● Instructions for the task: Quote the Fitbit OS command-line announcement below word for word, between "The CLI tools" and "in Fitbit Studio.", inclusive.
═════ Passage to read ═════
Today is another exciting landmark in the evolution of the Fitbit OS Software Development Kit (SDK). We’re proud to announce a major enhancement: an entirely new way to build apps and clock faces for Fitbit OS. We have created a command-line interface that is compatible with macOS, Windows, and Linux, and allows developers to build and install Fitbit OS projects while using their favorite code editors, and their preferred version control system. This update takes Fitbit OS app development beyond Fitbit Studio for the very first time.

To date, developers have built and published more than 1,100 apps and clock faces for Fitbit Ionic and Fitbit Versa using Fitbit Studio since its initial launch last fall. A Command Line Interface (CLI) has always been high on the requested features list among the developer community, as was the simulator we launched several months ago, and we’re delighted to make this CLI available starting today.

Highway to Shell

The CLI tools are comprised of the toolchain required to create apps and clock faces, and an interactive shell that allows developers to execute commands to build, install, and screenshot. The shell also provides source-mapped console logs and build output logs, much like what’s currently provided in Fitbit Studio.
═════ Material provided ═════
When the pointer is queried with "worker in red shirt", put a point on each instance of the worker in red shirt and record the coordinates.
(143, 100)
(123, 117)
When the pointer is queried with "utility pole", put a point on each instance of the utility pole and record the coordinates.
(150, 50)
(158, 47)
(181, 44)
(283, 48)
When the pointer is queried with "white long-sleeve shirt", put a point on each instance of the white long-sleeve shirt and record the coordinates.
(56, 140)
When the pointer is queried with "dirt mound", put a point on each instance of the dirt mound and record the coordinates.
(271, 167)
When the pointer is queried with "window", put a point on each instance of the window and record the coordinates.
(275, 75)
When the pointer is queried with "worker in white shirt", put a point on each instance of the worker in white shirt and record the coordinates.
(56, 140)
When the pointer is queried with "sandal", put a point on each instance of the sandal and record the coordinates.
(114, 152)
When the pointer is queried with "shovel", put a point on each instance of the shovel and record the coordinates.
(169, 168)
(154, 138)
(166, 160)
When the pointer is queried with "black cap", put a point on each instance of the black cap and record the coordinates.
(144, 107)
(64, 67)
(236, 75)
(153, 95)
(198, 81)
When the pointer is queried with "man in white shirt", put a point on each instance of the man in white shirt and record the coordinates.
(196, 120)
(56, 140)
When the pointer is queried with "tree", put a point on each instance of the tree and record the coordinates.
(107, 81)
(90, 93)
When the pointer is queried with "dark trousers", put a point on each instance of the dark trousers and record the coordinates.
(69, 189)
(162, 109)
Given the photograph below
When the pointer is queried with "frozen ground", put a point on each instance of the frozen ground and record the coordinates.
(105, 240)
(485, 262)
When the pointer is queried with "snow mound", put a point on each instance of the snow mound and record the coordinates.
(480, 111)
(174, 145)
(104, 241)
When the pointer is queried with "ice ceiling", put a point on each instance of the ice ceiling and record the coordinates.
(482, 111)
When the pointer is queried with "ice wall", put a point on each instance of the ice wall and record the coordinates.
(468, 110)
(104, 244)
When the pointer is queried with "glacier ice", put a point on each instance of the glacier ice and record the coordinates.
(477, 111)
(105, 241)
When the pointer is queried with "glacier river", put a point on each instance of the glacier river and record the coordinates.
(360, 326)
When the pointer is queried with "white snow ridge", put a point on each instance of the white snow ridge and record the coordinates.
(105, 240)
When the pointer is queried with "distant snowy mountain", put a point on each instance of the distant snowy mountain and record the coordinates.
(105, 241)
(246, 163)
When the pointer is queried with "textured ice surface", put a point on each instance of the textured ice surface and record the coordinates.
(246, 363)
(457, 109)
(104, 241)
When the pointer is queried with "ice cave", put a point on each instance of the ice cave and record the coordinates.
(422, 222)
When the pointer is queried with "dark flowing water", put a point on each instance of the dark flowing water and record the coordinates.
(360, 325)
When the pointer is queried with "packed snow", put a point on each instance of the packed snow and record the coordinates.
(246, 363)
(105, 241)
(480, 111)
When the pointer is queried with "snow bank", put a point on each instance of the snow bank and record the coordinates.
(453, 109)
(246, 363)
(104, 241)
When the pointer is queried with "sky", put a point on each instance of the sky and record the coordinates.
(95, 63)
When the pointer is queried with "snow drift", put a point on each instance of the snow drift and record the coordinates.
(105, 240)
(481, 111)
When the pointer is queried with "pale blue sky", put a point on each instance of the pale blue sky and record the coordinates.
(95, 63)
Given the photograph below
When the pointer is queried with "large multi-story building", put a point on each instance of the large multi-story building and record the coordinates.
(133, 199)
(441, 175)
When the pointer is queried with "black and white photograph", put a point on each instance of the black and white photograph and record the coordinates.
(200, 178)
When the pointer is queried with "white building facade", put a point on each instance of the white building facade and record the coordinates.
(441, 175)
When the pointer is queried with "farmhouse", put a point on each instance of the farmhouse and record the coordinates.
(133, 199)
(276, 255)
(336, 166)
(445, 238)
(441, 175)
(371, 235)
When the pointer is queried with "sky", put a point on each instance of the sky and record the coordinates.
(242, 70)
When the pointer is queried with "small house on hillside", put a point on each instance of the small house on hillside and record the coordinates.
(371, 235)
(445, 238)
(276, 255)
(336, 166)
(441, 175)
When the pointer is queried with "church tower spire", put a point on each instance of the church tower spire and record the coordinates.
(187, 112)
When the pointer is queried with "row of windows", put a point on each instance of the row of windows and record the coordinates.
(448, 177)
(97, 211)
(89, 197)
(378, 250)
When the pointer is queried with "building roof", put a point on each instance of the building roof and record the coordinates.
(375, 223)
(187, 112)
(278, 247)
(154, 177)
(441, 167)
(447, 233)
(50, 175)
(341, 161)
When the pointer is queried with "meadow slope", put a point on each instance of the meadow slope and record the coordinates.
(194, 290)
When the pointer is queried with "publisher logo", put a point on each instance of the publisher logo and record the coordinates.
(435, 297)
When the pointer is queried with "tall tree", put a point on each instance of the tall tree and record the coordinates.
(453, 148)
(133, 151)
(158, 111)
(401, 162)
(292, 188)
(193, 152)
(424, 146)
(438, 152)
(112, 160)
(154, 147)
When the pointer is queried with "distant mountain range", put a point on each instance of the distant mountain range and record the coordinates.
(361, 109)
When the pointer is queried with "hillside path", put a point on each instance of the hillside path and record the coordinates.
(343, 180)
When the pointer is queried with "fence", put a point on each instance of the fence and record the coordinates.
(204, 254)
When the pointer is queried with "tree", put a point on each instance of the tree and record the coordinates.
═════
● Reply to the exercise:
The CLI tools are comprised of the toolchain required to create apps and clock faces, and an interactive shell that allows developers to execute commands to build, install, and screenshot. The shell also provides source-mapped console logs and build output logs, much like what’s currently provided in Fitbit Studio.